Source records:
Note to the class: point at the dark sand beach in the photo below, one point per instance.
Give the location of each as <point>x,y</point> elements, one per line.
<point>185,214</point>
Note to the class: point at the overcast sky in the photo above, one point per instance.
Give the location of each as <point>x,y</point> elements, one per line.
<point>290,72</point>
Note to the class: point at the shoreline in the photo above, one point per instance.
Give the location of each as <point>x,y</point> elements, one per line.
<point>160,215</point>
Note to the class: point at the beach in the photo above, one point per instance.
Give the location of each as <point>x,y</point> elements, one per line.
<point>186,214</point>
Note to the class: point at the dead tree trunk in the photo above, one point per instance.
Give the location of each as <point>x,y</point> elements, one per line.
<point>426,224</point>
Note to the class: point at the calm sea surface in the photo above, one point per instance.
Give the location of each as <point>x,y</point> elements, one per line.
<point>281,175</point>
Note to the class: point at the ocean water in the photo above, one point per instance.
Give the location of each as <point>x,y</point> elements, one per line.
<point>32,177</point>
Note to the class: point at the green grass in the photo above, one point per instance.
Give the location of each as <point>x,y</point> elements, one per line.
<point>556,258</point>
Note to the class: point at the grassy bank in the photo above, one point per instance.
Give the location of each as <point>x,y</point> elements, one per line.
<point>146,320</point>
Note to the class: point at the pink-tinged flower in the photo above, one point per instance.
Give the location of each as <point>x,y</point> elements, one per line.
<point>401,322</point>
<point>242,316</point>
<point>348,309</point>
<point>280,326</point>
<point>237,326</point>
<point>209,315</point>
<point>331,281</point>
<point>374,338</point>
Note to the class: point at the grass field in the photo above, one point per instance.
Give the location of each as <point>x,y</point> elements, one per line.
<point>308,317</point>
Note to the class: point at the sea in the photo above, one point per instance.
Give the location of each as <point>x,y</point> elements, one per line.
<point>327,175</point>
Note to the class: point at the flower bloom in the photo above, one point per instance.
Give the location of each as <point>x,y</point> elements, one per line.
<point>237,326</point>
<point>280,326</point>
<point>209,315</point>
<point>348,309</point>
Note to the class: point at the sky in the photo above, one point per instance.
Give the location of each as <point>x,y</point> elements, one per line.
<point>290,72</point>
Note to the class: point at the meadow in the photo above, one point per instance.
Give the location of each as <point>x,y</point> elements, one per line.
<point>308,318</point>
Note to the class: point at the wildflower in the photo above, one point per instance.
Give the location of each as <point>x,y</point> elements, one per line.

What the task asks:
Could you put every line of the data above into a JSON list of strings, one string per line, with blank lines left out?

Task response:
[
  "Note to the class: point at the dark sand beach in the photo below, one point per instance.",
  "Give the location of each as <point>x,y</point> elements, one per line.",
  "<point>185,214</point>",
  "Note to the class: point at the overcast sky in the photo above, one point per instance.",
  "Give the location of each as <point>x,y</point> elements, one per line.",
  "<point>290,72</point>",
  "Note to the class: point at the shoreline in the photo above, one point per instance.",
  "Give the location of each as <point>x,y</point> elements, one per line.",
  "<point>160,215</point>",
  "Note to the class: point at the beach in the photo above, one point per instance.",
  "Give the location of each as <point>x,y</point> elements, one per line.",
  "<point>186,214</point>",
  "Note to the class: point at the dead tree trunk in the photo above, one point per instance.",
  "Give the location of each as <point>x,y</point> elements, one per line.",
  "<point>426,224</point>",
  "Note to the class: point at the calm sea surface in the photo above, one point per instance.",
  "Give the location of each as <point>x,y</point> elements, one per line.",
  "<point>281,175</point>",
  "Note to the class: point at the ocean water in the photo above, one point per instance.",
  "Give the location of each as <point>x,y</point> elements, one per line.",
  "<point>32,177</point>",
  "Note to the class: point at the green grass in the photo above, one point per instance.",
  "Give the location of each as <point>x,y</point> elements, one per line.",
  "<point>556,258</point>",
  "Note to the class: point at the grassy bank in the photo above, one point per instance.",
  "Give the location of each as <point>x,y</point> elements, one per line.",
  "<point>146,320</point>",
  "Note to the class: point at the pink-tinged flower in the photo above, one point per instance.",
  "Give the location of each as <point>x,y</point> elements, one per line.",
  "<point>401,322</point>",
  "<point>242,316</point>",
  "<point>348,309</point>",
  "<point>280,326</point>",
  "<point>237,326</point>",
  "<point>209,315</point>",
  "<point>331,281</point>",
  "<point>374,338</point>",
  "Note to the class: point at the grass field in the photo above, one point per instance.",
  "Give the location of each as <point>x,y</point> elements, one per line.",
  "<point>308,317</point>",
  "Note to the class: point at the sea in the photo above, one point per instance.",
  "Give the location of each as <point>x,y</point> elements, one per line.",
  "<point>327,175</point>",
  "Note to the class: point at the flower bloom in the photo above, one point per instance.",
  "Give the location of each as <point>x,y</point> elements, one per line.",
  "<point>237,326</point>",
  "<point>280,326</point>",
  "<point>209,315</point>",
  "<point>348,309</point>",
  "Note to the class: point at the sky in the photo above, one point per instance.",
  "Give the location of each as <point>x,y</point> elements, one per line.",
  "<point>290,72</point>",
  "Note to the class: point at the meadow in the photo above, one point per instance.",
  "Give the location of each as <point>x,y</point> elements, one per line.",
  "<point>308,318</point>",
  "Note to the class: point at the wildflower in the photo above, one point per instance.",
  "Give the location of each as <point>x,y</point> elements, one per line."
]